>> start Source records
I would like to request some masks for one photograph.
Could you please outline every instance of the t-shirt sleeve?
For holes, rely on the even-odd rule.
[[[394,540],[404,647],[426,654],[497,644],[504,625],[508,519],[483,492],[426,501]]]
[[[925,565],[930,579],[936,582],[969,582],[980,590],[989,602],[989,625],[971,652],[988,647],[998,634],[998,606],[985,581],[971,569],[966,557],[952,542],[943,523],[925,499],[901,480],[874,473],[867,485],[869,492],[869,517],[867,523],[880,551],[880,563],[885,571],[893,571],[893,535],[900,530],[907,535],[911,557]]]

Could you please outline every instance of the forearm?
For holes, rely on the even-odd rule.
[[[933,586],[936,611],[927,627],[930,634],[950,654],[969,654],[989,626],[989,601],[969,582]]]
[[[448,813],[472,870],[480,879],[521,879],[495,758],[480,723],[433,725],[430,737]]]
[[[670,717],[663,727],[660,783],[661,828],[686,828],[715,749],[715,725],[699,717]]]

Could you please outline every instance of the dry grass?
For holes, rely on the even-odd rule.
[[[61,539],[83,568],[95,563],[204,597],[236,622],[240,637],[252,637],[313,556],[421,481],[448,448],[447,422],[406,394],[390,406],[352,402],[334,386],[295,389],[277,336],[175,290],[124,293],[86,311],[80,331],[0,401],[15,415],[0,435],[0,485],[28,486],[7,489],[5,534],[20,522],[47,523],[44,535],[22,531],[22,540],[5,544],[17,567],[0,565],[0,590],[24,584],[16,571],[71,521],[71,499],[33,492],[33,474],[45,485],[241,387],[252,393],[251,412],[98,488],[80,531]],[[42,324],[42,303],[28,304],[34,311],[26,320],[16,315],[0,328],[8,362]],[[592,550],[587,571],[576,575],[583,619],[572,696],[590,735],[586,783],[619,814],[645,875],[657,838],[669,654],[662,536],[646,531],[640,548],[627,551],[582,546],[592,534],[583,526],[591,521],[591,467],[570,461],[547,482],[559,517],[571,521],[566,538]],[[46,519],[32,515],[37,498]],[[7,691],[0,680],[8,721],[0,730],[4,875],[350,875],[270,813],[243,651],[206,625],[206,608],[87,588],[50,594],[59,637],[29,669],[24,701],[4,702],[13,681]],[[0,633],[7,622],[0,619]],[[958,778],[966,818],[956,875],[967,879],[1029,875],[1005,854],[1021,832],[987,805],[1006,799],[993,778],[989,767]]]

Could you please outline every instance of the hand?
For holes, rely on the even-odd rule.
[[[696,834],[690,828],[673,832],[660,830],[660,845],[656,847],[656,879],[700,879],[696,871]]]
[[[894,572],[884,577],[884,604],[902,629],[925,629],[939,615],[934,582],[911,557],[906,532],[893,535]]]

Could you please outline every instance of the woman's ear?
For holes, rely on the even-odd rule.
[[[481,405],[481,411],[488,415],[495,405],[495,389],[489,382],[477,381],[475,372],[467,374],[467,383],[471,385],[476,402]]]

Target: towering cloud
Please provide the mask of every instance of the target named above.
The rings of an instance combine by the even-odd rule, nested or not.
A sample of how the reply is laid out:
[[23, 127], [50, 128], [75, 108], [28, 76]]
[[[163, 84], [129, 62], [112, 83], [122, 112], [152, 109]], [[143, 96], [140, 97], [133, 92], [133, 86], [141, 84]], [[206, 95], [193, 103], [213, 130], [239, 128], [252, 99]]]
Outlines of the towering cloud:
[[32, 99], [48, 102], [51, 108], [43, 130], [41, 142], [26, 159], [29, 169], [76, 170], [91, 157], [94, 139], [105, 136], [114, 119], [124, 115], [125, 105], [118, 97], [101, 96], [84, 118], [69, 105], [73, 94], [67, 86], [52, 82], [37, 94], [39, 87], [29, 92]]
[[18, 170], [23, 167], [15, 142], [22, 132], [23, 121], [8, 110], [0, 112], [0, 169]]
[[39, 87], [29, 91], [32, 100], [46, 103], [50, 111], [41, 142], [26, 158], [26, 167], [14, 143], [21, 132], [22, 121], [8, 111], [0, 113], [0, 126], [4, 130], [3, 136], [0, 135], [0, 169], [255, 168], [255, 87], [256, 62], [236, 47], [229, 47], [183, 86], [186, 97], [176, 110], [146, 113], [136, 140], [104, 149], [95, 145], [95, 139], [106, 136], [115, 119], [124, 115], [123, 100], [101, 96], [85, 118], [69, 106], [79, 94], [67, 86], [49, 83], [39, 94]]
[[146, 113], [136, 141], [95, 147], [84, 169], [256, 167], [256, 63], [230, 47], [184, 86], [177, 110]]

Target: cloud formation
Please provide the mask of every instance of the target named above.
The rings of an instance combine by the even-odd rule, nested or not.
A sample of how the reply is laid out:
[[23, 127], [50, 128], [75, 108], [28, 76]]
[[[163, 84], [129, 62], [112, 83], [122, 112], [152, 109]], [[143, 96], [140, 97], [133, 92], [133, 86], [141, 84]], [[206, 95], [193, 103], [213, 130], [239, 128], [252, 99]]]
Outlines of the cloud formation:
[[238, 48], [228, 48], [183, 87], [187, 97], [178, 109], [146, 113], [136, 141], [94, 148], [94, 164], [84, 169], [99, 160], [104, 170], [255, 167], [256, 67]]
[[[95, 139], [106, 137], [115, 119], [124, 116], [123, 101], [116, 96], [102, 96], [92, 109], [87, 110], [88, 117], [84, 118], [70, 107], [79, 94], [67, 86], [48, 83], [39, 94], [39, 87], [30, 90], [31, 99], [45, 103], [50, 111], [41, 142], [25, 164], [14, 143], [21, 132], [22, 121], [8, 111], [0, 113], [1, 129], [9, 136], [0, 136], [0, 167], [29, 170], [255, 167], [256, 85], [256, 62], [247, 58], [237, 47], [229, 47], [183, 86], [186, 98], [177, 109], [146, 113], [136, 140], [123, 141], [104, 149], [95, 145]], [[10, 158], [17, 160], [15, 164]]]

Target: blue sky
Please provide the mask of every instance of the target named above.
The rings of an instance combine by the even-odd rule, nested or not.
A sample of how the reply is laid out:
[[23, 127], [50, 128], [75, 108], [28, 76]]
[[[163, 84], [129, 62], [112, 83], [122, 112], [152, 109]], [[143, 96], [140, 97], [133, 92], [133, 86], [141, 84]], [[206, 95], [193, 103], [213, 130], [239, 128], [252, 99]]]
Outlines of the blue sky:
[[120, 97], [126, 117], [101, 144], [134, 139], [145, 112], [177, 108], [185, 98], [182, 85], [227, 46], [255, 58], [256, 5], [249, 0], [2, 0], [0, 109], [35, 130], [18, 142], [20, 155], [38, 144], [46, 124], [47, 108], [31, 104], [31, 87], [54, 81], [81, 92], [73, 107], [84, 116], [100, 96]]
>> end Source records
[Written exercise]: Retype all of the entries precisely as they are.

[Exercise output]:
I would like to request some masks for one photograph.
Could you please outline every instance of the t-shirt sleeve?
For holes, rely on the even-odd rule.
[[[394,540],[404,647],[426,654],[497,644],[504,625],[508,519],[483,492],[426,501]]]
[[[925,565],[930,579],[936,582],[969,582],[980,590],[989,602],[989,625],[971,652],[988,647],[998,634],[998,606],[985,581],[971,569],[966,557],[952,542],[943,523],[925,499],[901,480],[874,473],[867,485],[869,492],[869,517],[867,523],[880,551],[880,563],[885,571],[893,571],[893,535],[900,530],[907,535],[911,557]]]

Could you please outline every instance of the forearm?
For holes, rely on the even-odd rule.
[[[933,586],[936,611],[927,627],[930,634],[950,654],[969,654],[989,626],[989,601],[969,582]]]
[[[448,813],[472,870],[480,879],[521,879],[495,758],[480,723],[433,725],[430,737]]]
[[[670,717],[663,727],[660,783],[661,828],[686,828],[715,749],[715,725],[699,717]]]

Could you please outline every instance of the dry grass?
For holes, rely on the even-odd rule.
[[[61,539],[83,568],[95,563],[204,597],[236,622],[240,637],[252,637],[313,556],[421,481],[448,448],[447,422],[406,394],[390,406],[352,402],[334,386],[295,389],[277,336],[175,290],[124,293],[86,311],[80,331],[0,401],[15,415],[0,435],[0,485],[28,486],[7,489],[5,534],[20,522],[47,523],[44,535],[22,531],[22,540],[5,544],[17,567],[0,565],[0,590],[24,584],[16,571],[71,521],[71,499],[33,492],[33,474],[45,485],[241,387],[252,393],[251,412],[98,488],[80,531]],[[42,324],[42,303],[28,304],[34,311],[26,320],[16,315],[0,328],[8,362]],[[592,550],[587,571],[576,575],[583,619],[572,696],[590,735],[586,783],[619,814],[645,875],[657,838],[669,654],[662,536],[646,531],[640,548],[627,551],[582,546],[592,534],[583,526],[591,521],[591,467],[570,461],[547,482],[559,517],[571,521],[566,538]],[[46,519],[32,515],[37,498]],[[7,691],[0,680],[8,721],[0,730],[4,875],[350,875],[270,813],[243,651],[206,625],[206,608],[87,588],[50,594],[59,637],[29,669],[24,701],[4,702],[13,681]],[[0,633],[7,622],[0,619]],[[958,778],[966,818],[956,875],[967,879],[1029,875],[1005,854],[1021,832],[987,805],[1006,799],[993,778],[989,767]]]

Could you please outline every instance of the hand?
For holes, rely on the even-odd rule.
[[[696,834],[690,828],[673,832],[660,830],[660,845],[656,847],[656,879],[700,879],[696,871]]]
[[[894,572],[884,577],[884,604],[902,629],[925,629],[939,615],[934,582],[911,557],[906,532],[893,535]]]

Could you please outline every instance of the woman's ear?
For holes, rely on the even-odd rule.
[[[481,405],[481,411],[488,415],[495,405],[495,389],[489,382],[477,381],[475,372],[467,374],[467,383],[471,385],[476,402]]]

Target: towering cloud
Please provide the mask of every instance of the target named above.
The rings of an instance combine by the even-odd rule, nested or not.
A sample of how the reply is laid out:
[[23, 127], [50, 128], [75, 108], [28, 76]]
[[[163, 84], [129, 62], [112, 83], [122, 112], [152, 109]], [[143, 96], [140, 97], [133, 92], [133, 86], [141, 84]], [[206, 95], [193, 103], [213, 130], [239, 128], [252, 99]]]
Outlines of the towering cloud:
[[32, 99], [48, 102], [51, 108], [43, 130], [41, 142], [26, 159], [29, 169], [76, 170], [91, 157], [94, 139], [105, 136], [114, 119], [124, 115], [125, 105], [118, 97], [101, 96], [84, 118], [69, 105], [73, 94], [67, 86], [52, 82], [37, 94], [39, 87], [29, 92]]
[[18, 170], [23, 167], [15, 142], [22, 132], [23, 121], [8, 110], [0, 112], [0, 169]]
[[39, 87], [29, 91], [32, 100], [46, 103], [50, 111], [41, 142], [26, 158], [26, 167], [14, 143], [21, 132], [22, 121], [8, 111], [0, 113], [0, 126], [4, 130], [3, 136], [0, 135], [0, 169], [255, 168], [255, 87], [256, 62], [236, 47], [229, 47], [183, 86], [186, 97], [176, 110], [146, 113], [136, 140], [104, 149], [95, 145], [95, 139], [106, 136], [115, 119], [124, 115], [123, 100], [101, 96], [85, 118], [69, 106], [79, 94], [67, 86], [49, 83], [39, 94]]
[[146, 113], [136, 141], [95, 147], [84, 169], [256, 167], [256, 63], [230, 47], [184, 86], [177, 110]]

Target: cloud formation
Please provide the mask of every instance of the target named above.
The rings of an instance combine by the even-odd rule, nested or not.
A sample of how the reply is laid out:
[[23, 127], [50, 128], [75, 108], [28, 76]]
[[[163, 84], [129, 62], [112, 83], [122, 112], [152, 109]], [[143, 96], [140, 97], [133, 92], [133, 86], [141, 84]], [[206, 95], [193, 103], [213, 130], [239, 128], [252, 99]]]
Outlines of the cloud formation:
[[238, 48], [228, 48], [183, 87], [187, 97], [178, 109], [146, 113], [136, 141], [94, 148], [94, 164], [84, 169], [99, 160], [104, 170], [255, 167], [256, 67]]
[[[95, 139], [106, 137], [115, 119], [124, 116], [123, 101], [116, 96], [102, 96], [92, 109], [87, 110], [88, 117], [84, 118], [70, 107], [79, 94], [67, 86], [48, 83], [39, 94], [39, 87], [30, 90], [31, 99], [45, 103], [50, 111], [41, 142], [25, 164], [14, 143], [21, 132], [22, 121], [8, 111], [0, 113], [1, 129], [9, 136], [0, 136], [0, 167], [29, 170], [255, 167], [256, 85], [256, 62], [247, 58], [237, 47], [229, 47], [183, 86], [186, 98], [177, 109], [146, 113], [136, 140], [123, 141], [104, 149], [95, 145]], [[10, 158], [17, 160], [15, 164]]]

Target: blue sky
Please provide the mask of every instance of the target named above.
The rings of an instance combine by the even-odd rule, nested or not.
A sample of how the reply is laid out:
[[23, 127], [50, 128], [75, 108], [28, 76]]
[[[163, 84], [129, 62], [112, 83], [122, 112], [152, 109]], [[143, 96], [140, 97], [133, 92], [133, 86], [141, 84]], [[206, 95], [193, 103], [213, 130], [239, 128], [252, 99]]]
Outlines of the blue sky:
[[120, 97], [126, 117], [101, 144], [134, 139], [145, 112], [177, 108], [185, 98], [182, 85], [227, 46], [255, 58], [256, 5], [249, 0], [2, 0], [0, 109], [35, 130], [18, 142], [20, 155], [38, 144], [46, 124], [47, 108], [31, 104], [31, 87], [54, 81], [81, 92], [73, 107], [84, 116], [100, 96]]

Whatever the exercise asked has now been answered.